#### [TASK TO CARRY OUT]
Starting at the line that contains "job | pin one point per instance of the arm" and ending after the line that contains "[(66, 41), (112, 30)]", copy those lines of the material again in full, requests included. Shift every coordinate in the answers by -86.
:: RECORD EXCERPTS
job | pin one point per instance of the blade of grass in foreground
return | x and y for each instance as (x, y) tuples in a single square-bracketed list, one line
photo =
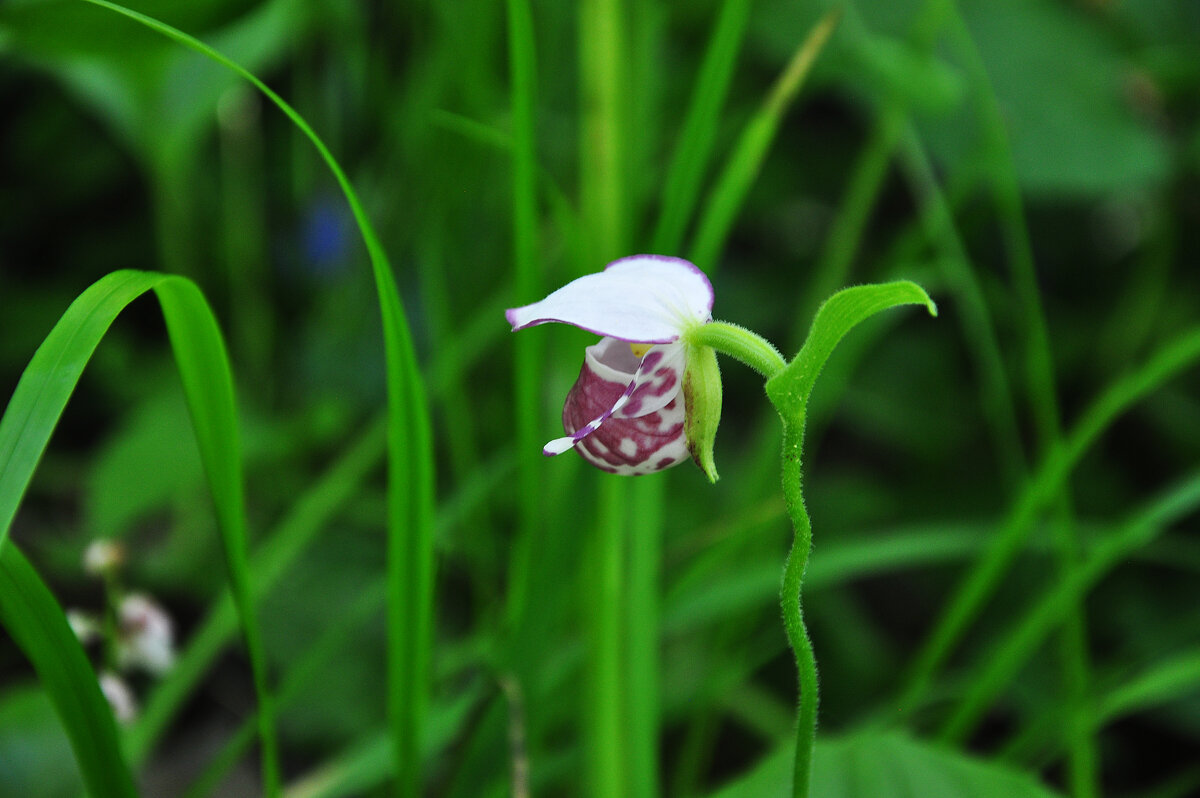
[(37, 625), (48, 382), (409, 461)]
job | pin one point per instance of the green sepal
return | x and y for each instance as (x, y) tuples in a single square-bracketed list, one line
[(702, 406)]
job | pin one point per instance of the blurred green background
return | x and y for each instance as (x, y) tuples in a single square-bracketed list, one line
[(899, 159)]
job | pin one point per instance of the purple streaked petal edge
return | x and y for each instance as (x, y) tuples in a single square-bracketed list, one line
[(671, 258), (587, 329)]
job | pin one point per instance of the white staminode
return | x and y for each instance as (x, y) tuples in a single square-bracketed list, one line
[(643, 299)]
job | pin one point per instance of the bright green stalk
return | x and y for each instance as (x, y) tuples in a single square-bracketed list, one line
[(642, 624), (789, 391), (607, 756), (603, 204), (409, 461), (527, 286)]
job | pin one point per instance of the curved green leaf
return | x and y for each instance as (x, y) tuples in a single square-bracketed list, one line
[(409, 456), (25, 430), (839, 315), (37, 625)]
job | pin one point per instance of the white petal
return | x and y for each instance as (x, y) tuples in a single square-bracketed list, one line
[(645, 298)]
::::
:: RECORD EXCERPTS
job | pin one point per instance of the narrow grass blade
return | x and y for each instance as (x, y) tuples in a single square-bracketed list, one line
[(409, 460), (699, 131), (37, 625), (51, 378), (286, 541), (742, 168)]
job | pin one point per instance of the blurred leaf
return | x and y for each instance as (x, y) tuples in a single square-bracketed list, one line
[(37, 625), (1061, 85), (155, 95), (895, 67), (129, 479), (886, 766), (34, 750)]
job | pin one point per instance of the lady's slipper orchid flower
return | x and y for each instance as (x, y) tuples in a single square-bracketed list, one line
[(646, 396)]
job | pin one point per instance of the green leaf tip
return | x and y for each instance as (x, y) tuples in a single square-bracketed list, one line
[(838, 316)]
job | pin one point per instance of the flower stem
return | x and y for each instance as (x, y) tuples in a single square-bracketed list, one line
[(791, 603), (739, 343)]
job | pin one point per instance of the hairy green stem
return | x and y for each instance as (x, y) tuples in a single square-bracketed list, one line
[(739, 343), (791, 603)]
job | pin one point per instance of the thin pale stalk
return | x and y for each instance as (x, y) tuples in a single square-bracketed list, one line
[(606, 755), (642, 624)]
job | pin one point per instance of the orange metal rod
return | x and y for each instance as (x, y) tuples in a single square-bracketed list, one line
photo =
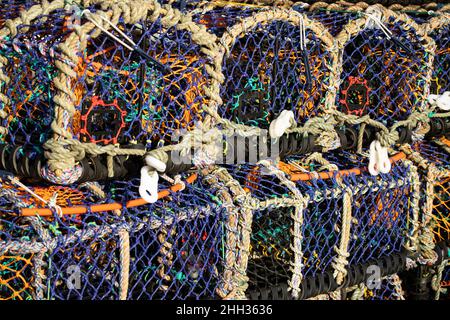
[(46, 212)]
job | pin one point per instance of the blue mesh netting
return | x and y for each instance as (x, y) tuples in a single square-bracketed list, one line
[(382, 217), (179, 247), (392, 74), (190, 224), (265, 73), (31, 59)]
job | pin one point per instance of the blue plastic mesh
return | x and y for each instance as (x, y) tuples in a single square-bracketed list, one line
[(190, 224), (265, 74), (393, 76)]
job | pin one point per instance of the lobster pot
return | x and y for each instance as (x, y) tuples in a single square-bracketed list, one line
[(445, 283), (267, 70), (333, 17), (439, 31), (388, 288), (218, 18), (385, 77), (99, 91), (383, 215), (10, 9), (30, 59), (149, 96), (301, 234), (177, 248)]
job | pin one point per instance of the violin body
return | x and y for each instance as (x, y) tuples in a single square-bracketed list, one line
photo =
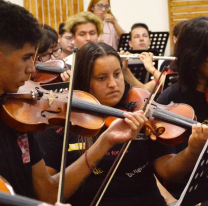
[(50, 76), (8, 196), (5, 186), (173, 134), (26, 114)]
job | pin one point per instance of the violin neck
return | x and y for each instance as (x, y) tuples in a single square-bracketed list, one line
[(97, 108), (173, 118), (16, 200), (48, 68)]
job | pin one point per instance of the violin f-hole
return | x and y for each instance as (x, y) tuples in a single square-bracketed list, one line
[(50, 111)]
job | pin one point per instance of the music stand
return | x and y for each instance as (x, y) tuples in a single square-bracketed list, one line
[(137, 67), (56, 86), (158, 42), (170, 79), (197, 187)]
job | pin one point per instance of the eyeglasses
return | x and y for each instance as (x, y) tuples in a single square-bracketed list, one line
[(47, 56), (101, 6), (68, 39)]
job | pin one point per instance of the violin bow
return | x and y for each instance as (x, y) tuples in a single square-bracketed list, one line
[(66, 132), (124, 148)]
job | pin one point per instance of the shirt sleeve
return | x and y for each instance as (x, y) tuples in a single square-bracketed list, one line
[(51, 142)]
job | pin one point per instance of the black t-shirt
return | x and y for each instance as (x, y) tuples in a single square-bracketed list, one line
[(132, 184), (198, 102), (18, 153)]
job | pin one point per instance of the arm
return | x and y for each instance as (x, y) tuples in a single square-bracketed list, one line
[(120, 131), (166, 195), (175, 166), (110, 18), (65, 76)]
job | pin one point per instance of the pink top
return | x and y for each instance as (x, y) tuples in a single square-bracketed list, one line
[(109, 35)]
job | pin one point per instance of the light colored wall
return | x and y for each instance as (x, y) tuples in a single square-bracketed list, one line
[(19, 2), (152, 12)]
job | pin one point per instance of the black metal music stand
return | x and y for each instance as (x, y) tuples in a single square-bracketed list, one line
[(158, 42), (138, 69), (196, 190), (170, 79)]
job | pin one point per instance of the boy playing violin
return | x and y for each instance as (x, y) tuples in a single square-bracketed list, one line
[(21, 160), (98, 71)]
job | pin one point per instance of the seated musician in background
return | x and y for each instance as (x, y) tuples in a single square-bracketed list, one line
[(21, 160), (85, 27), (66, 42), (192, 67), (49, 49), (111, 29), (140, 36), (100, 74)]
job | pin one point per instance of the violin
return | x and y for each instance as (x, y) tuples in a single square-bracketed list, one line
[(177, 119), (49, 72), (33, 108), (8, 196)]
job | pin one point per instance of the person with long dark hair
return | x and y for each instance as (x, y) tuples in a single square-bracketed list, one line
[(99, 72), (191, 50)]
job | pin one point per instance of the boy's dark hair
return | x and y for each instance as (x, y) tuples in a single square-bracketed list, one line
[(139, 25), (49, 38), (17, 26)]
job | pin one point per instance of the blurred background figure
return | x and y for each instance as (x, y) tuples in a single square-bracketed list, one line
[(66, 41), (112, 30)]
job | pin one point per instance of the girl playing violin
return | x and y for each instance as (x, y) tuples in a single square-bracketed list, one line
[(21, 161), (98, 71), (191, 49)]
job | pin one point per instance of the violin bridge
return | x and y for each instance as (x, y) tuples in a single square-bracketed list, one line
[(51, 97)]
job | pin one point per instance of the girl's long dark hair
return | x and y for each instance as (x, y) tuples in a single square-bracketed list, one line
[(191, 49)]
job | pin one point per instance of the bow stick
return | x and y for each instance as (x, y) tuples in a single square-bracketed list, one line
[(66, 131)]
::::
:: RECORD EXCERPTS
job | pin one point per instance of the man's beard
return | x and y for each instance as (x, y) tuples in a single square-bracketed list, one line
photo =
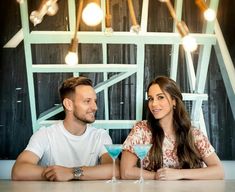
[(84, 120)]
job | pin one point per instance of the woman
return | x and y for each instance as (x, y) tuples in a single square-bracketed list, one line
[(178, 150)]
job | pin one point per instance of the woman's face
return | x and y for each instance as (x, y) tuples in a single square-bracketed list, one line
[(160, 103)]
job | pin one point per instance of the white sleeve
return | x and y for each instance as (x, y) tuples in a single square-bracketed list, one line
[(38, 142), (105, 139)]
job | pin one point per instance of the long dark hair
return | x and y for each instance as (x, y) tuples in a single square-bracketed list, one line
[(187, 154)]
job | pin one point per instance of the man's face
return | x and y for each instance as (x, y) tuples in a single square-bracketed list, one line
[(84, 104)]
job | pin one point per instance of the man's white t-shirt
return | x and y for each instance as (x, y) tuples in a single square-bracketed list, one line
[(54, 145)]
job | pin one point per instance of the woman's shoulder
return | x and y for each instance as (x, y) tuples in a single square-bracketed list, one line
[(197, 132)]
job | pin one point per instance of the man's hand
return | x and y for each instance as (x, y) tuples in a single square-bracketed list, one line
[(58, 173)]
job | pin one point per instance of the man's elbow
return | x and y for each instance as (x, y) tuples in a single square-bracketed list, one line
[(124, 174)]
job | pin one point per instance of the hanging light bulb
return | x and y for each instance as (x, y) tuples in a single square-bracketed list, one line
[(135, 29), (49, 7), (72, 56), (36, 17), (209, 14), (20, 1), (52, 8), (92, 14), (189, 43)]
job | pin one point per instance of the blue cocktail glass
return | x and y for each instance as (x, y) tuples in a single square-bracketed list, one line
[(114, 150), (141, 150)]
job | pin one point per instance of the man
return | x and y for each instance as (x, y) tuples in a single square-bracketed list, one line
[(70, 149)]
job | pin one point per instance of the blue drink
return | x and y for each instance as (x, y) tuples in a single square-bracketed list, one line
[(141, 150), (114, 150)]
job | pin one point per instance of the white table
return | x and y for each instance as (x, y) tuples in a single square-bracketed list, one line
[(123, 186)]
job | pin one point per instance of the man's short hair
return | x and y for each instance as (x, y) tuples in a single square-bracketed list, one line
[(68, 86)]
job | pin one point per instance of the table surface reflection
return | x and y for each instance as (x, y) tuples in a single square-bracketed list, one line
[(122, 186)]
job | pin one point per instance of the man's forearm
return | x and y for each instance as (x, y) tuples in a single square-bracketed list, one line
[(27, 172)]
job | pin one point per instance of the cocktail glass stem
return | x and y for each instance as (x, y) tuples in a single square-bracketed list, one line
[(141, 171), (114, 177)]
::::
#### [FULL RESPONSE]
job | pin one point per instance of the arm
return | x and y for each instance as (x, y) tuples in a single square-bracketed list, one line
[(34, 45), (80, 109), (89, 80), (24, -68), (-21, -10)]
job | pin one point per instance of the pink top
return | x and y for each instance as (x, y) tuples in a single square-bracketed list, one line
[(23, -51)]
job | pin one point per instance of the light colored wall
return | x and y for each instance as (x, y) tuples in a single square-bracketed list, one line
[(-67, -84), (66, -74)]
job | pin one point per instance of the black metal music stand
return | x and y for each instance as (x, y) tuples in a single square-bracketed list, one line
[(72, -44), (52, -17), (110, 104), (84, -7)]
job | pin one point per instance of the boy playing violin
return | x and y for each instance as (x, y) tuples in a single square-bracketed list, one line
[(-65, 74), (12, -15)]
job | pin one point per instance of the seated musician in background
return | x and y for each instance as (x, y) tuples in a single square-bracketed list, one line
[(-65, 74), (-1, -59), (-20, -44), (106, -19), (-37, -37), (25, -57), (54, -50), (14, -12)]
job | pin one point per instance of the violin
return | x and y for each instance as (x, y) tuples in a single square-bracketed list, one line
[(91, 33), (-37, -14), (-53, 22), (-78, 110)]
job | pin one point per instance of the person with long dark hair
return | x and y for each instance as (x, y) tuples in a single square-bracketed list, one line
[(13, -14), (105, -36)]
job | pin one point per instance of the boy's dark hair
return | x and y for each instance as (x, y) tuples in a single square-bracketed list, one line
[(53, -61), (-37, -48), (-69, -60)]
job | pin one point per instance of the blurred background figure
return | x and y for each instance as (x, y) tuples in a single square-bracketed list, one line
[(-20, -45), (26, -56)]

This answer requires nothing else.